== Goal ==
Copy the following lines exactly as they appear.
### Extracted material ###
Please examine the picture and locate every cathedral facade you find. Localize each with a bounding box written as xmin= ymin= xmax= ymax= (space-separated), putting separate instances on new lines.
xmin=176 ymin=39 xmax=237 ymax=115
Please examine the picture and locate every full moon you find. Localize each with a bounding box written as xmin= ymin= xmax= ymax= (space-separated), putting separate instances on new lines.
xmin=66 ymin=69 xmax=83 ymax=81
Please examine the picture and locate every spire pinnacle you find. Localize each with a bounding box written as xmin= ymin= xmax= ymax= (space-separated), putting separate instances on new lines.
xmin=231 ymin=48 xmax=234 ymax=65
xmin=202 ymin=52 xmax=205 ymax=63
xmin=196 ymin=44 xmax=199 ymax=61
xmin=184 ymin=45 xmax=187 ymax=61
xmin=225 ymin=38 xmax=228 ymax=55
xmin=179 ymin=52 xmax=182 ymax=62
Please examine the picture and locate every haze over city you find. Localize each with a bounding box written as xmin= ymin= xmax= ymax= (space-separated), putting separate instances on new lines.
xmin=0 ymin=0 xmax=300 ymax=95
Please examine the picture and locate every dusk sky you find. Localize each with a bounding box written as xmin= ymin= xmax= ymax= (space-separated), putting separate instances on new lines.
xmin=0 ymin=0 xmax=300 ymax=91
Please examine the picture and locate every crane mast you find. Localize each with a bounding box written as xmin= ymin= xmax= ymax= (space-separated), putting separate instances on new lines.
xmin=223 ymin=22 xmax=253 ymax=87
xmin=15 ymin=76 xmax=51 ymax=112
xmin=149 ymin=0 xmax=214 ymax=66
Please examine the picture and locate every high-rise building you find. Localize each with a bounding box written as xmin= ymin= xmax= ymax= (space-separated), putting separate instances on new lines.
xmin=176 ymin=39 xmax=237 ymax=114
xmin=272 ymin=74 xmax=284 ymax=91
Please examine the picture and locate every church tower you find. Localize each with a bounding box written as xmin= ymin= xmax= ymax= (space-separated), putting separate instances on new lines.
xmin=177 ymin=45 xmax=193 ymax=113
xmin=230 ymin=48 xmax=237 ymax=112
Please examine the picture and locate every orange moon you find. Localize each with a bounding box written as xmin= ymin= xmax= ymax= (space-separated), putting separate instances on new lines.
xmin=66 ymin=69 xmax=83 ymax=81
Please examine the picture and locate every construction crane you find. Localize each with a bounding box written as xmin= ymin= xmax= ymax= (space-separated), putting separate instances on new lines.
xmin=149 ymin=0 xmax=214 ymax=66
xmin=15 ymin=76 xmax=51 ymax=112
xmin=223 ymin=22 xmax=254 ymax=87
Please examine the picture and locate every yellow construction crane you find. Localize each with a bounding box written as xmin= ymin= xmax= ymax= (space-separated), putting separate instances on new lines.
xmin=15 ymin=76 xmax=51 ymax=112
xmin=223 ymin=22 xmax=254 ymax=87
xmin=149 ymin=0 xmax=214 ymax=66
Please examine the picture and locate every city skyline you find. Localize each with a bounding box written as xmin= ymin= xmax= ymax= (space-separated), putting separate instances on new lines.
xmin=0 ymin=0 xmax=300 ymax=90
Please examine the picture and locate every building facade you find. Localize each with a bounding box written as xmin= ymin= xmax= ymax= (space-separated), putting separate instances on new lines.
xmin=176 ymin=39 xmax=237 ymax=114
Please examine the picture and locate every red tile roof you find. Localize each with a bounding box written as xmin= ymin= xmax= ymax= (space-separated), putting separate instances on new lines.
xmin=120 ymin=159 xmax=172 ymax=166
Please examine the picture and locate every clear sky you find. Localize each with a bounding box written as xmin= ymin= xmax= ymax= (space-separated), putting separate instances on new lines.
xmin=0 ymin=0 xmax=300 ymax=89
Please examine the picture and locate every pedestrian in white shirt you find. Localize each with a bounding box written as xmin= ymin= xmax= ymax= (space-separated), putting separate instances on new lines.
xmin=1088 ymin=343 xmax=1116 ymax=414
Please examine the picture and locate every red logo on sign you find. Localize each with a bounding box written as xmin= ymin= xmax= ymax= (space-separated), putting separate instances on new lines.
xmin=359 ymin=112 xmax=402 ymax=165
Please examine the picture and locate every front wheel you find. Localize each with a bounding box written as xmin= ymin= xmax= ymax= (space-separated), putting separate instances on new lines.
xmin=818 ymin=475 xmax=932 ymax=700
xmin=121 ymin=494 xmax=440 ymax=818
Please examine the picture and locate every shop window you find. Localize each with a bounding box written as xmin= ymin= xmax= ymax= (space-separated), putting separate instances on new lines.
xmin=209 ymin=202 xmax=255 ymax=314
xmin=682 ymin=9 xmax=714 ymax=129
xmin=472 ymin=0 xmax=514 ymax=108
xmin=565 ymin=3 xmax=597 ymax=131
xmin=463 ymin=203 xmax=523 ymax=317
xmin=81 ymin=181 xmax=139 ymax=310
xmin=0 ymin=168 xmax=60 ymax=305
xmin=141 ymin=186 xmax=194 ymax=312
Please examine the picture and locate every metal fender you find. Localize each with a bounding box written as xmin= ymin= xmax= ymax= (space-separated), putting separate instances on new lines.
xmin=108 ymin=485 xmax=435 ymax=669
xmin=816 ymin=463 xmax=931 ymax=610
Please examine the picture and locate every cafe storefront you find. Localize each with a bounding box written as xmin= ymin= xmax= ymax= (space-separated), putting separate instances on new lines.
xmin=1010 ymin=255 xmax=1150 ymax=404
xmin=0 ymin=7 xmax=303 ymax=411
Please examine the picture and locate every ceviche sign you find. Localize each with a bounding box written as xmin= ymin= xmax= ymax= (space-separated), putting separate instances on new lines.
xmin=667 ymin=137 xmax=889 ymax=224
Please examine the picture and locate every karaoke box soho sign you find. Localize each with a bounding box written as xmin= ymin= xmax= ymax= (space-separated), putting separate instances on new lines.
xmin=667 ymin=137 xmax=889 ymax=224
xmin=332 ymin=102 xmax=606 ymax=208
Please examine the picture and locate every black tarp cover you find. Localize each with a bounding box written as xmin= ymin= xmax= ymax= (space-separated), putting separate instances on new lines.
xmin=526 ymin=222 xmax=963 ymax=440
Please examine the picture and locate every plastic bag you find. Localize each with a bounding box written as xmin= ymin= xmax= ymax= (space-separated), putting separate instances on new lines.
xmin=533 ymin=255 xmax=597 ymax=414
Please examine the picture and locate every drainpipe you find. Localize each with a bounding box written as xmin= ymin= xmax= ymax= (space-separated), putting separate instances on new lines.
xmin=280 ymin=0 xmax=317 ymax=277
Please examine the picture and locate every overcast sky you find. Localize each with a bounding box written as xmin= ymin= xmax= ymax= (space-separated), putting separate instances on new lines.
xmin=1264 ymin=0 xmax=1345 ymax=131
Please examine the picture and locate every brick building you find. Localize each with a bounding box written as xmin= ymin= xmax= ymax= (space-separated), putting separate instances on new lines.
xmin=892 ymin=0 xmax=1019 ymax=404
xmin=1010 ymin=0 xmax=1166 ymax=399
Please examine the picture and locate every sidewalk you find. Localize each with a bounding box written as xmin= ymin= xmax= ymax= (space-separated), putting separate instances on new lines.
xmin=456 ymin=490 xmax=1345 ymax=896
###
== Exercise response ==
Please examine the picture and locate every cathedral facade you find. Localize each with a bounding box written as xmin= ymin= xmax= ymax= (space-separated), putting separate instances on new lines.
xmin=176 ymin=39 xmax=237 ymax=115
Please examine the picture and locate every full moon you find. Localize each with a bounding box written as xmin= ymin= xmax= ymax= (space-separated), putting separate instances on new lines.
xmin=66 ymin=69 xmax=83 ymax=81
Please examine the picture and locate every spire pinnacle you find. Localize each with a bounding box written as xmin= ymin= xmax= ymax= (space-separated), putting separate instances on new lines.
xmin=231 ymin=48 xmax=234 ymax=65
xmin=202 ymin=52 xmax=205 ymax=63
xmin=196 ymin=44 xmax=199 ymax=61
xmin=184 ymin=45 xmax=187 ymax=61
xmin=225 ymin=38 xmax=228 ymax=55
xmin=179 ymin=52 xmax=182 ymax=62
Please examine the picture and locate every haze over city you find. Localize each with a bounding box written as xmin= ymin= xmax= ymax= (space-separated), putting separate instances on new lines.
xmin=0 ymin=0 xmax=300 ymax=95
Please examine the picture and locate every dusk sky you find. Localize each with a bounding box written as xmin= ymin= xmax= ymax= (space-separated), putting separate instances on new lines.
xmin=0 ymin=0 xmax=300 ymax=91
Please examine the picture and locate every crane mast you find. Localize each with a bounding box written as xmin= ymin= xmax= ymax= (space-separated), putting separate instances on new lines.
xmin=223 ymin=22 xmax=253 ymax=87
xmin=15 ymin=76 xmax=51 ymax=112
xmin=149 ymin=0 xmax=214 ymax=66
Please examine the picture and locate every high-rise building you find. Localize each with a bounding box written as xmin= ymin= xmax= ymax= (space-separated), putting separate instances on new lines.
xmin=176 ymin=39 xmax=237 ymax=114
xmin=272 ymin=74 xmax=284 ymax=91
Please examine the picture and locate every church tower you find. Localize each with a bounding box written as xmin= ymin= xmax= ymax= (space-separated), putting separate instances on new lines.
xmin=177 ymin=45 xmax=193 ymax=113
xmin=230 ymin=48 xmax=237 ymax=112
Please examine the picture and locate every orange moon you find. Localize each with a bounding box written as xmin= ymin= xmax= ymax= (space-separated), putting separate instances on new lines.
xmin=66 ymin=69 xmax=83 ymax=81
Please examine the picture and locate every construction crane you find. Localize each with a bounding box written as xmin= ymin= xmax= ymax= (space-separated), putting separate instances on new lines.
xmin=149 ymin=0 xmax=214 ymax=66
xmin=15 ymin=76 xmax=51 ymax=112
xmin=223 ymin=22 xmax=254 ymax=87
Please examine the picture and locate every yellow construction crane you find. Localize each with a bounding box written as xmin= ymin= xmax= ymax= (space-separated), putting separate instances on new lines.
xmin=15 ymin=76 xmax=51 ymax=112
xmin=223 ymin=22 xmax=254 ymax=87
xmin=149 ymin=0 xmax=214 ymax=66
Please examine the picture and locate every city skyline you find. Localize each with a bounding box written as xmin= ymin= xmax= ymax= (space-separated), putting separate instances on new lines.
xmin=0 ymin=0 xmax=300 ymax=90
Please examine the picture and locate every building facade you find. Localize each with a bounding box written as xmin= ymin= xmax= ymax= (space-separated), putting separate instances on new lines.
xmin=176 ymin=39 xmax=237 ymax=114
Please examine the picture and locate every red tile roof you find. Localize each with a bounding box written as xmin= ymin= xmax= ymax= (space-separated), putting separate instances on new lines.
xmin=120 ymin=159 xmax=172 ymax=166
Please examine the picture and locate every clear sky you find. Localize each with a bounding box written as xmin= ymin= xmax= ymax= (space-separated), putting separate instances on new lines.
xmin=0 ymin=0 xmax=300 ymax=89
Please examine the picture and locate every pedestrian in white shirt you find. Localize each with a bounding box written as xmin= ymin= xmax= ymax= (space-separated), putting separate instances on new lines.
xmin=1088 ymin=343 xmax=1116 ymax=414
Please examine the picture and locate every red logo on sign you find. Localize each with a bounding box written as xmin= ymin= xmax= ymax= (space-separated), putting separate instances on new lines.
xmin=359 ymin=112 xmax=402 ymax=165
Please examine the picture and locate every front wheel you find. Localize each with a bounding box written as xmin= ymin= xmax= ymax= (space-separated), putting separate instances on new lines.
xmin=818 ymin=475 xmax=932 ymax=700
xmin=121 ymin=494 xmax=440 ymax=818
Please examine the picture and locate every shop window you find. Localize each with a bounding box written as xmin= ymin= xmax= ymax= (space-separated), putting separate instances on new lines.
xmin=209 ymin=202 xmax=255 ymax=314
xmin=682 ymin=9 xmax=714 ymax=129
xmin=472 ymin=0 xmax=514 ymax=108
xmin=565 ymin=3 xmax=597 ymax=131
xmin=463 ymin=203 xmax=523 ymax=317
xmin=81 ymin=181 xmax=139 ymax=310
xmin=0 ymin=168 xmax=60 ymax=305
xmin=141 ymin=186 xmax=194 ymax=312
Please examine the picture and locate every metal fender you find. Localize each with a bounding box written as xmin= ymin= xmax= ymax= (space-separated), putting separate instances on new lines.
xmin=108 ymin=485 xmax=435 ymax=669
xmin=816 ymin=463 xmax=931 ymax=610
Please examine the picture and locate every cafe storefront you find. Localize each with a bounding box written as xmin= ymin= xmax= ymax= (space-separated), putting separate instances on new lines.
xmin=1010 ymin=255 xmax=1150 ymax=404
xmin=0 ymin=7 xmax=303 ymax=411
Please examine the picture and locate every ceviche sign you find. Localize each with a bounding box written as xmin= ymin= xmax= ymax= (space-separated), putting separate instances on new lines.
xmin=667 ymin=137 xmax=889 ymax=224
Please examine the picture and locate every karaoke box soho sign you find. Localize each with a bounding box written as xmin= ymin= xmax= ymax= (space-separated), putting separate instances on new lines.
xmin=667 ymin=137 xmax=889 ymax=224
xmin=332 ymin=102 xmax=606 ymax=208
Please examine the picture and locate every black tarp cover you find. Localize each with a bounding box written as xmin= ymin= xmax= ymax= (space-separated), putting separate instances on new lines.
xmin=526 ymin=222 xmax=963 ymax=440
Please examine the picture and locate every plastic bag you find. Localize each with a bounding box written as xmin= ymin= xmax= ymax= (space-separated), putting separate instances on new lines.
xmin=533 ymin=255 xmax=597 ymax=414
Please examine the picture and locate every drainpipe you find. Localize each with a bounding box written as xmin= ymin= xmax= ymax= (space-separated), putting separate instances on new lines.
xmin=280 ymin=0 xmax=317 ymax=277
Please examine the picture and locate every overcast sky you find. Localize each with a bounding box written as xmin= ymin= xmax= ymax= (space-separated), putting separate instances on new lines.
xmin=1264 ymin=0 xmax=1345 ymax=131
Please examine the picture and locate every brick building you find. Localize each with a bounding box written as xmin= ymin= xmax= ymax= (space-separated), putting separate instances on new lines.
xmin=892 ymin=0 xmax=1019 ymax=404
xmin=1010 ymin=0 xmax=1166 ymax=399
Please examine the picture and locate every sidewalk you find. Localize each with a bounding box written as xmin= ymin= xmax= ymax= (space-separated), putting separate instances on new lines.
xmin=456 ymin=490 xmax=1345 ymax=896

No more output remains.